Request -
Locate every line in the entries below that contains the word "woman", and copy each of those lines out.

----- Extracted material

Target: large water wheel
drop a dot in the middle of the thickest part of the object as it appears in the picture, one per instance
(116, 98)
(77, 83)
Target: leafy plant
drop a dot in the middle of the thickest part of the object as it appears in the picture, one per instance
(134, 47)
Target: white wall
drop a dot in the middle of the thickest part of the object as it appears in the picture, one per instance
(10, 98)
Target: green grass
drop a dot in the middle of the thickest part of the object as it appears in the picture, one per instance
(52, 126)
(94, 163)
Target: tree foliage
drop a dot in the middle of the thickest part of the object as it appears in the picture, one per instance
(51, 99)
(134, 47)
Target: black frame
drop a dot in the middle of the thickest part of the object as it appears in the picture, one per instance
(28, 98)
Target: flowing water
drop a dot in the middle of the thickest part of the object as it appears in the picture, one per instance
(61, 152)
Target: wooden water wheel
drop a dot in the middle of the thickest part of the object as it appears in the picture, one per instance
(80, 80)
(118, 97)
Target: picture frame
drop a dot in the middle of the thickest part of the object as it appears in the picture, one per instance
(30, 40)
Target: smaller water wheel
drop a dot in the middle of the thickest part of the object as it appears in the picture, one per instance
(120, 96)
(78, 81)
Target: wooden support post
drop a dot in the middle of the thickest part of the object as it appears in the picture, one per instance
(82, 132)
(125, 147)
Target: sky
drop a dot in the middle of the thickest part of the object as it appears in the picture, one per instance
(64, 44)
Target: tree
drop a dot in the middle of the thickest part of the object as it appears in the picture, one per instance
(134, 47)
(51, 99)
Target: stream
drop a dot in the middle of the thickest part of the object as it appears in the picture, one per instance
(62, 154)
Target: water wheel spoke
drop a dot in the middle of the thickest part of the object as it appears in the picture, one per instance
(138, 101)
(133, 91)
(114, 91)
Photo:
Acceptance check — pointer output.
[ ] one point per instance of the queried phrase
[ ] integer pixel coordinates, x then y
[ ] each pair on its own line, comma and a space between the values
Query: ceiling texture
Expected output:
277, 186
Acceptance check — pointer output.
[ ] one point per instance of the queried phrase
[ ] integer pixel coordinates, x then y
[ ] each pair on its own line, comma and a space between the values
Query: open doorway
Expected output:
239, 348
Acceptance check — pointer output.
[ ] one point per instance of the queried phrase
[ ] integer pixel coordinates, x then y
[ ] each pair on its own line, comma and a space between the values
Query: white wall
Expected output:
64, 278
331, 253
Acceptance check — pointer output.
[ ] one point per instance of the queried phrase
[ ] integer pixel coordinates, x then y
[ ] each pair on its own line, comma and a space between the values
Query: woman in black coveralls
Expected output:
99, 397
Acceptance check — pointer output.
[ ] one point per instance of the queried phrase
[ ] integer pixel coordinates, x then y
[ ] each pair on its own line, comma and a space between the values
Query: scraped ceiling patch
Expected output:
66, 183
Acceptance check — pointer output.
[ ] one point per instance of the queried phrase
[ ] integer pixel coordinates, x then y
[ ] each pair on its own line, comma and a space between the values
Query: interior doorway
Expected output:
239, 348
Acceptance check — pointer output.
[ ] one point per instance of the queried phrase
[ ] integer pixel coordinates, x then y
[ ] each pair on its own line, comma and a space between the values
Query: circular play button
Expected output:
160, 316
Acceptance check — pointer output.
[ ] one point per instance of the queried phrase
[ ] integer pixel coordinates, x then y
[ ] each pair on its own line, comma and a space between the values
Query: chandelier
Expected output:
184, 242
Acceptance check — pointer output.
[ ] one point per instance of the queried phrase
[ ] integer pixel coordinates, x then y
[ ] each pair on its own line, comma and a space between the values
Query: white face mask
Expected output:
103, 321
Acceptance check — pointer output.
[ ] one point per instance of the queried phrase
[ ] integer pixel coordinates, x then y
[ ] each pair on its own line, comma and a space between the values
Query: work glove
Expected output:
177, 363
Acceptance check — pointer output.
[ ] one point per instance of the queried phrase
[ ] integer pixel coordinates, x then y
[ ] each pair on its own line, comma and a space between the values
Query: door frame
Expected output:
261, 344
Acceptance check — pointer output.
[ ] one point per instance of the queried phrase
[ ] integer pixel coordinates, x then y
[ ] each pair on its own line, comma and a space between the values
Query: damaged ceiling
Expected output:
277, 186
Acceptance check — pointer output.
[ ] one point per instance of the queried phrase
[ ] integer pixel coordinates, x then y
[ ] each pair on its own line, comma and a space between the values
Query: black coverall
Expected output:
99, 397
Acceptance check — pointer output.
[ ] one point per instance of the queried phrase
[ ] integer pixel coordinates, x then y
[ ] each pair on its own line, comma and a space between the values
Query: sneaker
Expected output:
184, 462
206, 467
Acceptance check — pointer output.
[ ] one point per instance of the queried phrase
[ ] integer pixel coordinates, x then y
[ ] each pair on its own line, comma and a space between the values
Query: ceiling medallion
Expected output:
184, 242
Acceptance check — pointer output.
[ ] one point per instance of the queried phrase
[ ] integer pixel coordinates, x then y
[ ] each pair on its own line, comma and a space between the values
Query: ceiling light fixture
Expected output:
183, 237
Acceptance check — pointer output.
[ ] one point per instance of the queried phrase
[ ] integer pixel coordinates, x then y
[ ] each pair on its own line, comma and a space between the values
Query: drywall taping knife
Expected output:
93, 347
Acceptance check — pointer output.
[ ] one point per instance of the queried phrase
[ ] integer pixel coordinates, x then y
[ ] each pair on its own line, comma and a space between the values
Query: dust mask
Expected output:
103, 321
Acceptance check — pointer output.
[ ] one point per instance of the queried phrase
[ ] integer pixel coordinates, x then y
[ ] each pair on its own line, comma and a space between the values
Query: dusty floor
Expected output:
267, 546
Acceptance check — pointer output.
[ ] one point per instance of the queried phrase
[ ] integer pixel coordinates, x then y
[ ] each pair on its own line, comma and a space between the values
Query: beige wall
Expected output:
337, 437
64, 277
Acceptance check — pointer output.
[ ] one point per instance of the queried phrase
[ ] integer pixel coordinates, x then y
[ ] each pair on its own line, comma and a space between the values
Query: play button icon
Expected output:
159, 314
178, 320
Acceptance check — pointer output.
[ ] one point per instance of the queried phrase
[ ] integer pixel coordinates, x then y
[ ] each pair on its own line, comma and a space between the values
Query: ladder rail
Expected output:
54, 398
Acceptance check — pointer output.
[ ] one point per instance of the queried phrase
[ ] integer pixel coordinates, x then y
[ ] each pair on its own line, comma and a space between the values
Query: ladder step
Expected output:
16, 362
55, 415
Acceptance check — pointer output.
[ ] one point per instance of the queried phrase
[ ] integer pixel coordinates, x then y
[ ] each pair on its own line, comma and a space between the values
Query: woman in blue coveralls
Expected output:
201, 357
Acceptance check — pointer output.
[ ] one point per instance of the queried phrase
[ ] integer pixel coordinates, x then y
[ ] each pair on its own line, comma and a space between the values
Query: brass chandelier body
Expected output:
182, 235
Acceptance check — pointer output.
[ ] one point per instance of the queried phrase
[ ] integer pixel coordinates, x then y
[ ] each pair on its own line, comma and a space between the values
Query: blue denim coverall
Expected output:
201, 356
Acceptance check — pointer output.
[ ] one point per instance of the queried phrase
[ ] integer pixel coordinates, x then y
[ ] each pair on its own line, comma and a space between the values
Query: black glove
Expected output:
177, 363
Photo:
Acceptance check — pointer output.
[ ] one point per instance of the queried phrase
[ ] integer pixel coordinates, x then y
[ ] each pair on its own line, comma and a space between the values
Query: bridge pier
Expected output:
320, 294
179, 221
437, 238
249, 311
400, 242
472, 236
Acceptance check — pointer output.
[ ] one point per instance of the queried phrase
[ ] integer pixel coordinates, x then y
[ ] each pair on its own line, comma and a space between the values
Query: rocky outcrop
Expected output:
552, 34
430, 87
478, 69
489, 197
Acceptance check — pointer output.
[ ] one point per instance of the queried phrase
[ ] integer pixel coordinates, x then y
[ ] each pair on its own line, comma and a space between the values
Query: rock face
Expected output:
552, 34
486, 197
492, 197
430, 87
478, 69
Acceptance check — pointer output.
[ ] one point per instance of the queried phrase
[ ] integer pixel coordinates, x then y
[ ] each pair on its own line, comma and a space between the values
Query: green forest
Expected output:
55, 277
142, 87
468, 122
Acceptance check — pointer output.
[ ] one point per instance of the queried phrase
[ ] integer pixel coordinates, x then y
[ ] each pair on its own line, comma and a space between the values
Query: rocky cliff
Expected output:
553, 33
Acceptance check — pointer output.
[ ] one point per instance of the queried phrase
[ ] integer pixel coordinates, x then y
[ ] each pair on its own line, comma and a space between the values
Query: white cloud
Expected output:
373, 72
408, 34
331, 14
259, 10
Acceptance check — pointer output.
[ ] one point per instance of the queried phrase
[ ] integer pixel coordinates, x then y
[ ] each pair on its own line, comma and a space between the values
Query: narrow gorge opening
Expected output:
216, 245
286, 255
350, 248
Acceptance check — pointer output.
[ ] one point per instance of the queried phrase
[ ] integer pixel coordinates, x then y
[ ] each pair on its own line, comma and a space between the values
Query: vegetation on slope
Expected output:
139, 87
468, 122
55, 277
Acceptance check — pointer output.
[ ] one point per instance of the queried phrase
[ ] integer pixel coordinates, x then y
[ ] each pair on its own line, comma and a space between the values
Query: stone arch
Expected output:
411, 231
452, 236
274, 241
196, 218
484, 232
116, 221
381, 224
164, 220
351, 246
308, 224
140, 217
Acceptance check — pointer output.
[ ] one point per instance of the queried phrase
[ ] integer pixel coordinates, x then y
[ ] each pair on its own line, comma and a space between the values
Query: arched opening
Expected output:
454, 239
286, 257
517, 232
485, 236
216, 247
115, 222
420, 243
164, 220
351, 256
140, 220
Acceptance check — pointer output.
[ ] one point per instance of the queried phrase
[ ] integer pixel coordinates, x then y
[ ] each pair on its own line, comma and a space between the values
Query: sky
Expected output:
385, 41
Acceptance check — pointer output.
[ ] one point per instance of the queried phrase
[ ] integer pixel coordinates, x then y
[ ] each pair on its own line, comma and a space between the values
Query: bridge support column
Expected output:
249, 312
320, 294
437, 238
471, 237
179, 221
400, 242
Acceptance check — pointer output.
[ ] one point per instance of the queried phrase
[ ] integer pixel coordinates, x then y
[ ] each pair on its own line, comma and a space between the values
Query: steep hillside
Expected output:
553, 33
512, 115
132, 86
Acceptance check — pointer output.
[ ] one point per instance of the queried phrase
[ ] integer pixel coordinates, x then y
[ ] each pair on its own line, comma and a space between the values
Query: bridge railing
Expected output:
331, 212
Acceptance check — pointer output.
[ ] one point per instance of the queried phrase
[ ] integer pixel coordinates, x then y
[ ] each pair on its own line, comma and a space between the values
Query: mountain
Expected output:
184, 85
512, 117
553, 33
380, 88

----------

Task response -
Query: woman in black coveralls
Query: woman in blue coveralls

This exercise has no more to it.